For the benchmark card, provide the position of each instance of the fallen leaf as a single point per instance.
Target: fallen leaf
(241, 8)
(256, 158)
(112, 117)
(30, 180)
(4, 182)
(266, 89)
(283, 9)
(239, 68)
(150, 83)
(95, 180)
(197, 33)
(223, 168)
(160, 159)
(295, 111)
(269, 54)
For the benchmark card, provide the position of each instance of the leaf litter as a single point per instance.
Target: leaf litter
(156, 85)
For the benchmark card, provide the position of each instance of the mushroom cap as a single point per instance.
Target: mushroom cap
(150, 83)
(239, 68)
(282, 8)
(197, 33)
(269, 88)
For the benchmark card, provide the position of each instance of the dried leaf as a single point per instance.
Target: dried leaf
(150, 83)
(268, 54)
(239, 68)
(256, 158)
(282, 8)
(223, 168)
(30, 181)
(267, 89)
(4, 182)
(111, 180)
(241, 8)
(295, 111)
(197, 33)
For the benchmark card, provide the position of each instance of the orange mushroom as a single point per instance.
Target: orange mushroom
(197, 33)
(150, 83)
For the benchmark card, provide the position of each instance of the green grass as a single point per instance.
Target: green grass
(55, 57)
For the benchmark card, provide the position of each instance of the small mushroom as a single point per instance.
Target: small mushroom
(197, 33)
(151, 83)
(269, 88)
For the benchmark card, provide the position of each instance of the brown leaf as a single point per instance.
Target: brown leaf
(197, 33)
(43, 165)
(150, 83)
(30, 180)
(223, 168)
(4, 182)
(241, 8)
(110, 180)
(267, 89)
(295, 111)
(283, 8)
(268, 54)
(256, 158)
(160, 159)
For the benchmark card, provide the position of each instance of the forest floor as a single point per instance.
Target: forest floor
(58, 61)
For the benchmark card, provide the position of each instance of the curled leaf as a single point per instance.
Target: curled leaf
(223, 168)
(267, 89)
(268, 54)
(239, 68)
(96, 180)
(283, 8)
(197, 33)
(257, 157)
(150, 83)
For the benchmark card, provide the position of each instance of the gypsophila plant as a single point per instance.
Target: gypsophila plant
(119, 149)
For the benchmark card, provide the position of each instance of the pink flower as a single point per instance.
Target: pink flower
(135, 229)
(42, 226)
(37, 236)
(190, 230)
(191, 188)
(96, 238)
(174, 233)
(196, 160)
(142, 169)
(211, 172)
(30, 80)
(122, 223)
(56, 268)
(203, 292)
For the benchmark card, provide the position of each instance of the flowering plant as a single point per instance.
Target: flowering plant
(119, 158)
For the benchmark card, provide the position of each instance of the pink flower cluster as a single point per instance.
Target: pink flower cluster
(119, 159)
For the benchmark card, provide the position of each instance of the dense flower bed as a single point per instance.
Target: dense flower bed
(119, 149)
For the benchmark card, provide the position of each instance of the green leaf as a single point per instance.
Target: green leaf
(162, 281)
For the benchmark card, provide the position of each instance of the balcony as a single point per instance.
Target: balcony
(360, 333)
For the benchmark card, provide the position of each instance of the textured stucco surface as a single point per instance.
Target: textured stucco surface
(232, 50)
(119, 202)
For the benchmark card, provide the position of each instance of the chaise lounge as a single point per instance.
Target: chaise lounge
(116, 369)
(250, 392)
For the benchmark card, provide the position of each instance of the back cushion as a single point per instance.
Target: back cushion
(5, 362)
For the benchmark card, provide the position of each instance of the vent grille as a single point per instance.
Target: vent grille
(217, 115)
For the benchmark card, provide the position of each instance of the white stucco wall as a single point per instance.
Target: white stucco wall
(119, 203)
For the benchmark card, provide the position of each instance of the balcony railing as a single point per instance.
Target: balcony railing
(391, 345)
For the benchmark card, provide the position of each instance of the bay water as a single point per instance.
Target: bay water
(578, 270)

============

» Prompt:
Copy every item above, word for word, with nothing added or left out.

» Task response:
For the benchmark card, provide the position of each instance of the fallen leaf as a single point per instance.
Target: fallen leaf
(241, 8)
(256, 158)
(112, 117)
(30, 180)
(4, 182)
(266, 89)
(283, 9)
(239, 68)
(150, 83)
(95, 180)
(197, 33)
(223, 168)
(160, 159)
(295, 111)
(269, 54)
For the benchmark card, provide the position of each instance of the leaf litter as a single point per instance.
Target: leaf litter
(156, 85)
For the benchmark card, provide the position of each instance of the mushroom cap as a single point per instance.
Target: mushroom cap
(150, 83)
(239, 68)
(282, 8)
(197, 33)
(269, 88)
For the benchmark card, provide the position of each instance of the dried leaf as a single point per instance.
Target: dried leaf
(150, 83)
(268, 54)
(239, 68)
(256, 158)
(282, 8)
(223, 168)
(30, 181)
(267, 89)
(4, 182)
(111, 180)
(241, 8)
(295, 111)
(197, 33)
For the benchmark card, provide the position of each instance of the orange mushroom as a single point per instance.
Target: orange mushroom
(197, 33)
(150, 83)
For the benchmark card, provide the position of each instance of the green grass as a single point per instance.
Target: green grass
(55, 57)
For the benchmark card, provide the position of each instance of the small mushroom as a single point per instance.
Target: small mushroom
(197, 33)
(151, 83)
(269, 88)
For the benchmark card, provide the position of each instance of the brown leaf as a single point per instance.
Target: brown leaf
(197, 33)
(43, 165)
(150, 83)
(30, 180)
(223, 168)
(4, 182)
(241, 8)
(110, 180)
(267, 89)
(295, 111)
(283, 8)
(268, 54)
(256, 158)
(160, 159)
For the benchmark card, provide the position of each instance of the forest floor as a single point per instance.
Target: forest floor
(58, 61)
For the benchmark card, provide the position of each instance of the curled leaf as a single point per instance.
Target: curled leaf
(223, 168)
(267, 89)
(268, 54)
(239, 68)
(96, 180)
(283, 8)
(197, 33)
(257, 157)
(150, 83)
For the benchmark card, provide the position of each instance of the gypsophila plant as a single point per instance.
Target: gypsophila plant
(119, 149)
For the benchmark card, provide the position of each instance of the pink flower as a single point per instance.
Target: pink flower
(135, 229)
(42, 226)
(37, 236)
(190, 230)
(191, 188)
(96, 238)
(174, 233)
(196, 160)
(142, 169)
(211, 172)
(30, 80)
(122, 223)
(56, 268)
(203, 292)
For the benchmark card, provide the position of each instance of the flowering plant as a single point per instance.
Target: flowering plant
(119, 158)
For the benchmark card, provide the position of each instance of the pink flower cluster as a single point per instance.
Target: pink flower cluster
(119, 159)
For the benchmark card, provide the position of each instance of the dense flower bed as a single point per instance.
Target: dense flower bed
(119, 149)
For the benchmark card, provide the position of each instance of the green leaf as a single point per instance.
Target: green leaf
(162, 281)
For the benchmark card, provide the position of each instance of the balcony as a single point per instance.
Target: balcony
(360, 333)
For the benchmark card, provide the position of each instance of the textured stucco surface as a single point per instance.
Target: textured stucco surface
(232, 50)
(119, 202)
For the benchmark card, provide the position of each instance of the chaise lounge as a single point per instance.
Target: chaise lounge
(116, 369)
(250, 392)
For the benchmark card, provide the position of each instance of the back cushion as a single point per instance.
Target: back cushion
(5, 362)
For the benchmark card, provide the position of each instance of the vent grille as a single point per instance.
Target: vent grille
(217, 115)
For the benchmark card, provide the position of each instance of the white stucco wall as a single point per instance.
Target: white stucco wall
(119, 203)
For the benchmark card, provide the position of each instance of the balcony railing as a single point per instance.
Target: balcony railing
(391, 345)
For the benchmark card, provide the position of each instance of the bay water as a single point per instance.
Target: bay water
(578, 270)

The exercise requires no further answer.